[Begin Supplied data]

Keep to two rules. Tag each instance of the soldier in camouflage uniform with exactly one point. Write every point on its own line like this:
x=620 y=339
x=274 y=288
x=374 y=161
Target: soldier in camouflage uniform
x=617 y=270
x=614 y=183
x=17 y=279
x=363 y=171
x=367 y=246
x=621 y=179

[End Supplied data]

» Goal:
Pick out every line of the rows above that contains the string "soldier", matching case exactly.

» The response:
Keep to two rules. Tag each instance of the soldier in camouflage uniform with exactly one point. Write every point on its own line like this:
Target: soldier in camouflage uniform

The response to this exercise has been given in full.